▶ [EXCERPT]
▶
• Wondering which camera, gear, computer, or software to buy? Ask in our Gear Guide.

Shooting with car headlights

I am shooting a music video and I am wondering what results I could get in a pitch black area with only CAR HEADLIGHTS and a REFLECTOR. Does anyone have any advice for shooting with such limited lighting and achieving the best results?

The scene will be the artist performing to camera.

(I am using the Panasonic GH3 with 25mm 1.4 lens)

Thanks!
 
Last edited:
It is doable. Multiple cars and reflectors as well as diffusers will work. I've done this in my feature film. I've also used home made 12 volt light set ups with 100 ft extentions to run off car batteries.

It doesn't get much talk in here because it's out of the box thinking.

Good luck.
 
It is doable. Multiple cars and reflectors as well as diffusers will work. I've done this in my feature film. I've also used home made 12 volt light set ups with 100 ft extentions to run off car batteries.

It doesn't get much talk in here because it's out of the box thinking.

Good luck.

Thanks for the response! Yea I found that diffusers were key! I got amazing results and the lighting looked fantastic - lighting the artists face, with a lot of the background in shadow. However, although the shots appear well lit, there is very little flexibility in editing. If I try and color correct at all, the footage becomes grainy. The footage is as lit as I would like it to be, so any ideas what the problem may be?
 
When you have noise it's usually because either you're under exposed or you're shooting at a lower bitrate than you need for the final output. If it's after the grading process, it could also have something to do with your workflow and/or software you're using.

I got amazing results and the lighting looked fantastic - lighting the artists face, with a lot of the background in shadow. However, although the shots appear well lit, there is very little flexibility in editing. If I try and color correct at all, the footage becomes grainy. The footage is as lit as I would like it to be, so any ideas what the problem may be?

Post some screen shots (before and after) of what you're having problems with and include as much information as possible. What you used to shoot, codec, software used, etc.

As I said before, it may be your equipment/tools may be ill suited for the task at hand or the process being used may be incorrect.
 
As I said before, it may be your equipment/tools may be ill suited for the task at hand or the process being used may be incorrect.

It is most likely my equipment, I just don't understand why it's happening. Here are a couple of screenshots.

Raw:
Example1.jpg


Post:
Example2.jpg
(I have only boosted the red in the shadows)
◀
▶ [TASK LIST]
a) Summarize the thread on shooting with car headlights in two sentences.
b) In the car headlights thread, what camera and lens is the person shooting the music video using?
c) Say whether each statement agrees with the car headlights thread, answering yes or no and quoting the words of the thread that decide it.
(i) The person shooting the music video found diffusers to be key.
(ii) The person who replied says they have never lit a shoot with car headlights.
(iii) For the "Post" screenshot, only the red in the shadows was boosted.

▶ [MATERIAL SUPPLIED]
▶
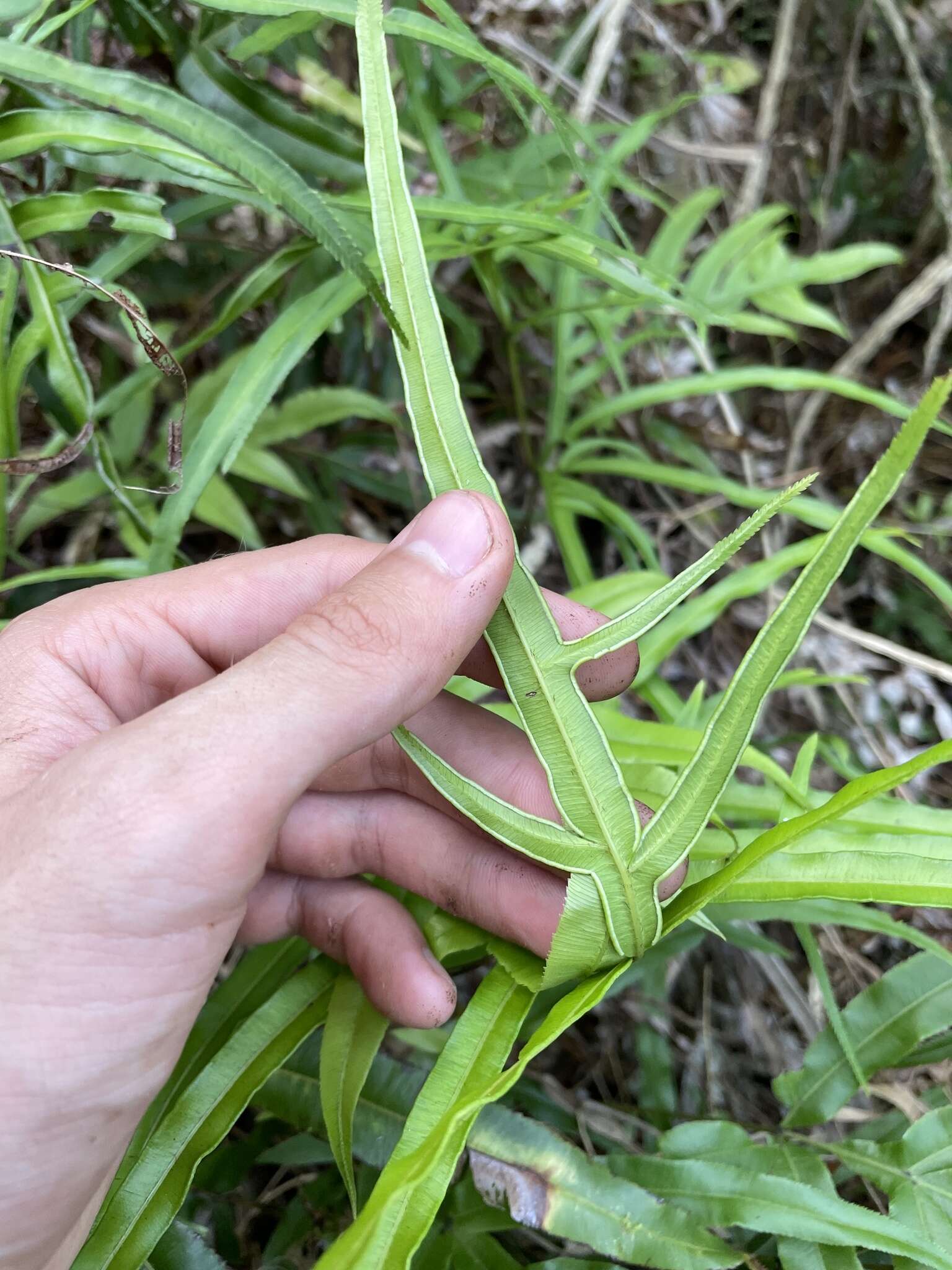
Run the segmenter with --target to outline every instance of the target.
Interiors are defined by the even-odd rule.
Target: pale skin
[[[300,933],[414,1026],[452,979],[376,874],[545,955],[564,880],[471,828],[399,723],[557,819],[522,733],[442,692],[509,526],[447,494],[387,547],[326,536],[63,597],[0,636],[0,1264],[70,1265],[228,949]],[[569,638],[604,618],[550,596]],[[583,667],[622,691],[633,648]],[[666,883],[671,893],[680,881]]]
◀
▶
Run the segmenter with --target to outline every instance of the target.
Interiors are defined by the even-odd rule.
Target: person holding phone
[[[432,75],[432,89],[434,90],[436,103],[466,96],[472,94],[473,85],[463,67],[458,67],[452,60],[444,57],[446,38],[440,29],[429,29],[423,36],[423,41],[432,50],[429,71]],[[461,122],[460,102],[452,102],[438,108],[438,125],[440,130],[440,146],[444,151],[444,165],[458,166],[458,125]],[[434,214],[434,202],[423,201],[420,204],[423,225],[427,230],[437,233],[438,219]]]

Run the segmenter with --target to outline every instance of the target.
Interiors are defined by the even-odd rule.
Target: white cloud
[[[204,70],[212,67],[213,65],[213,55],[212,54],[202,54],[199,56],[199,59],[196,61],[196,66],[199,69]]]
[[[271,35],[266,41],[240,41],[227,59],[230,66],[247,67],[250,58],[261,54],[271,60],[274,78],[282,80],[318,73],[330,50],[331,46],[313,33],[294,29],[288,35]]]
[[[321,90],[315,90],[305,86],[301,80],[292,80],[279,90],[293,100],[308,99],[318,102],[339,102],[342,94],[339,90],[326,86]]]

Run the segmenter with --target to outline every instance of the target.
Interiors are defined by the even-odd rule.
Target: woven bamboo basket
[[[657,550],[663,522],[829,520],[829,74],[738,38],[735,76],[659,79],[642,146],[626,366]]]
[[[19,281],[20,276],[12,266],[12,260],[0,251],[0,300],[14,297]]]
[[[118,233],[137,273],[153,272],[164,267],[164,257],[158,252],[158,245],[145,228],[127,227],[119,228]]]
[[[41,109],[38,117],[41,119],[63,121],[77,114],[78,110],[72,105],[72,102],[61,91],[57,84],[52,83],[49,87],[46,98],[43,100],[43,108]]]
◀
▶ [RESULTS]
a) Someone shooting a music video asks how to light a pitch-black scene with only car headlights and a reflector, and a reply says it is doable with multiple cars, reflectors and diffusers. The person later reports that the lighting looked fantastic but the footage turns grainy under any color correction, and is told that noise usually comes from underexposure, too low a bitrate, or the workflow or software, and is asked to post before-and-after screenshots.

b) A Panasonic GH3 with a 25mm 1.4 lens.

c)
(i) Yes: "Yea I found that diffusers were key!"
(ii) No: "I've done this in my feature film."
(iii) Yes: "(I have only boosted the red in the shadows)"